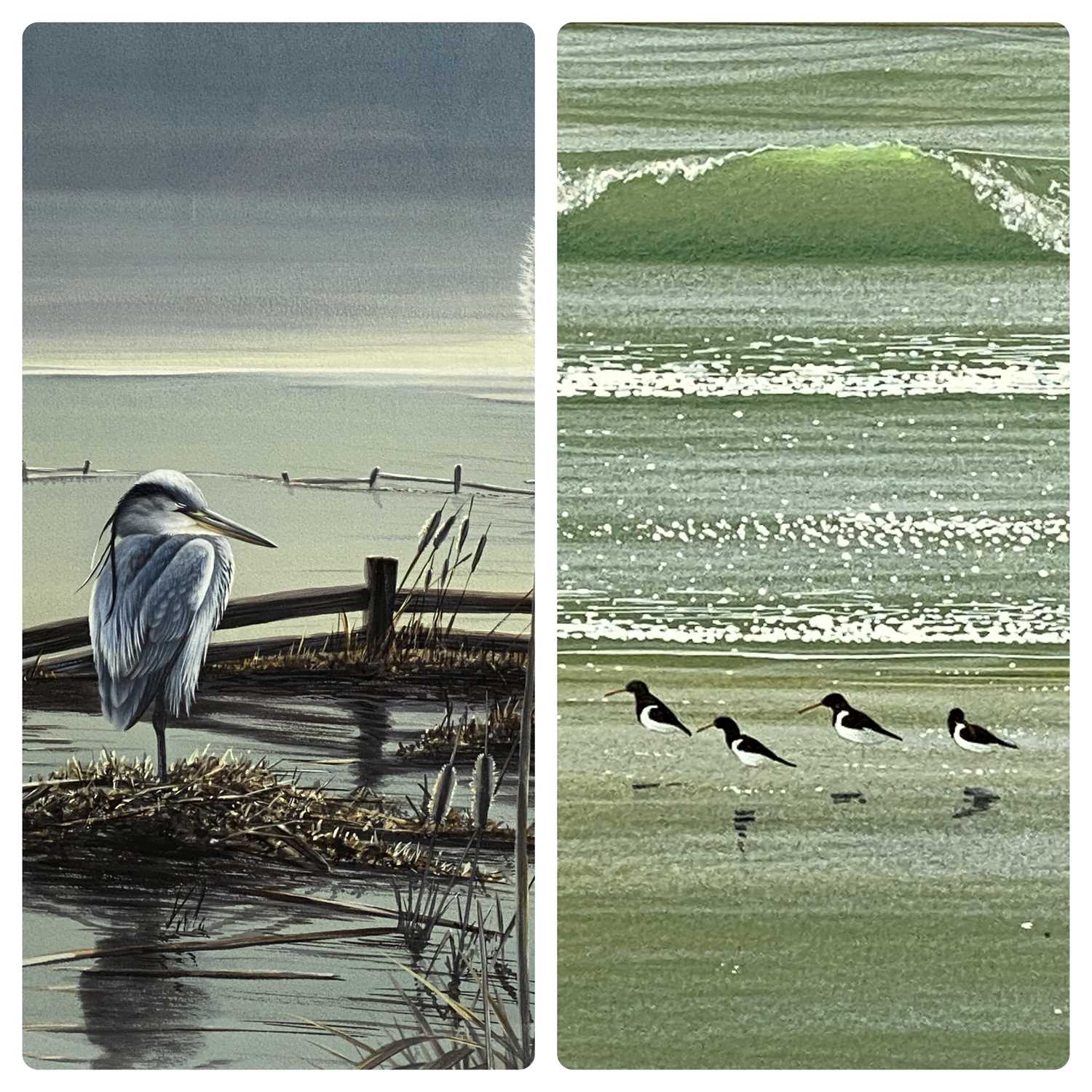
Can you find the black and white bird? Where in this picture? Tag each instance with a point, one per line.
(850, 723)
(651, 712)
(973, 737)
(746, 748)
==
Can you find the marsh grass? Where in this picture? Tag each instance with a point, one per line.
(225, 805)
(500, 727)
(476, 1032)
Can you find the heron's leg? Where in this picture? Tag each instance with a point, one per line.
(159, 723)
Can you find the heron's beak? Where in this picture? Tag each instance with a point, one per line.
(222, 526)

§ **AIM**: Pick out each line of the items above that contains the word "instance". Case counts.

§ **SOLUTION TO THIS TASK**:
Can you find the black and white bird? Where in this picture? Tag each instance with a point, one per line.
Can you find the marsh grass? Where in this picture? Tag each instance with a point, one per line.
Can you find the heron's leg? Where in this picture? Tag each instance with a point, one per line.
Can you find the heron's beak? Where in this picture? Tag each instance with a point, one per line.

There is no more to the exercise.